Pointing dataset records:

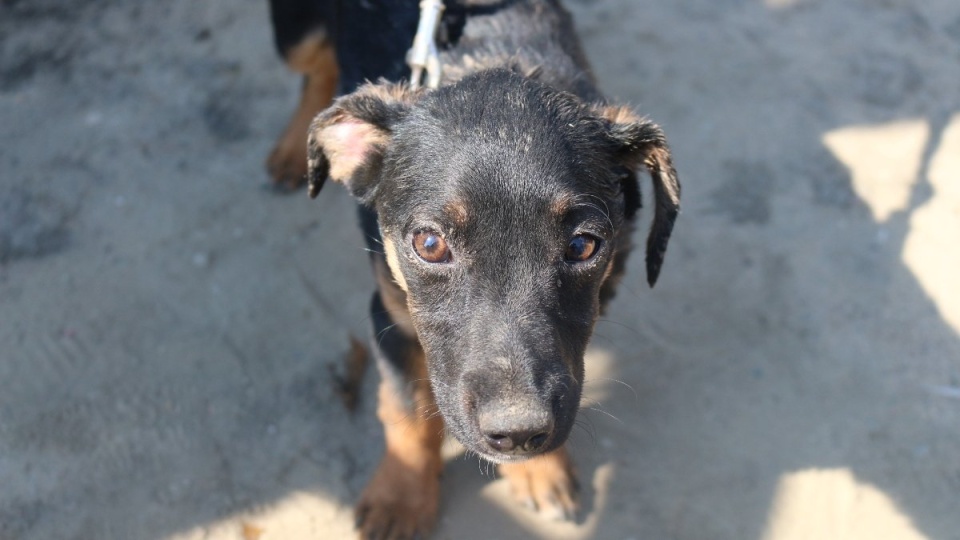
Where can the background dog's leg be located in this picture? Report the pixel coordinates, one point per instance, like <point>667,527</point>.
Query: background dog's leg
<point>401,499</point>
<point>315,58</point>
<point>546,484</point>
...
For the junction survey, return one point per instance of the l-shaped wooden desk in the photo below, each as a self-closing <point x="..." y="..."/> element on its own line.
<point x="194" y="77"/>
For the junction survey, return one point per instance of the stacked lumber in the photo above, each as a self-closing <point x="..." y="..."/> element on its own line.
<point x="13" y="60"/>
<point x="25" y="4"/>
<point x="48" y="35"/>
* * *
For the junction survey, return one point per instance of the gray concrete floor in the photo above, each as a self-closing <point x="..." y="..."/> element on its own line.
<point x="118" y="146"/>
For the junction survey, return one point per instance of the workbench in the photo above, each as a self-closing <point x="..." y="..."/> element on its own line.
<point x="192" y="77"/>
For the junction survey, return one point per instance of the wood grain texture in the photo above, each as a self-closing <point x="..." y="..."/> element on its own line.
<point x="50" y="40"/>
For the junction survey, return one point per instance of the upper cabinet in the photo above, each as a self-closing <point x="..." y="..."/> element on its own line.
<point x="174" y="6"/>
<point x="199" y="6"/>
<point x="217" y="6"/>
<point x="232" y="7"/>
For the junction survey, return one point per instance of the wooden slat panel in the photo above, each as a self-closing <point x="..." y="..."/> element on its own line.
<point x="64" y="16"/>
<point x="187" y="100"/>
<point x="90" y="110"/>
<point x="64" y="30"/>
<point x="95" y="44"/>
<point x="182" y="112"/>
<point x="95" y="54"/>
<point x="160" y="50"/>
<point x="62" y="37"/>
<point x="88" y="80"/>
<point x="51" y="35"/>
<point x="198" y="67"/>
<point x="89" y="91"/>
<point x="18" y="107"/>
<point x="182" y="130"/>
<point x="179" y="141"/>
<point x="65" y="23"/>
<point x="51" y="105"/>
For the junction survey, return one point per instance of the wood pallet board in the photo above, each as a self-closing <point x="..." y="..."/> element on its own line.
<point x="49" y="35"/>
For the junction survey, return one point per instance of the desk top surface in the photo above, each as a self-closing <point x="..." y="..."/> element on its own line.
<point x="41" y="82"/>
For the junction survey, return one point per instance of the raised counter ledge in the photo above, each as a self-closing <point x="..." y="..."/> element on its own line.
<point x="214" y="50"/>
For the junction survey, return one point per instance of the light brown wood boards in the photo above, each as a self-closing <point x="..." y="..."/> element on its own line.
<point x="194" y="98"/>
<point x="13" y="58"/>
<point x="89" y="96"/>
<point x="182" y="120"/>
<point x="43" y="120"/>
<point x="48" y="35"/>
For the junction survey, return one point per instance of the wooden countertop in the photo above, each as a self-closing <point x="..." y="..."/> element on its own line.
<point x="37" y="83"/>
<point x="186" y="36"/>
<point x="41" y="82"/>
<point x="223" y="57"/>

Task to complete:
Can you repeat the lines from the one containing "Where can the" through the one containing "<point>546,484</point>", inclusive, with no changes?

Result:
Where can the background dog's leg be located in this picture? Report the pixel coordinates, one point per instance, like <point>667,527</point>.
Query: background dog's leg
<point>401,499</point>
<point>315,58</point>
<point>546,484</point>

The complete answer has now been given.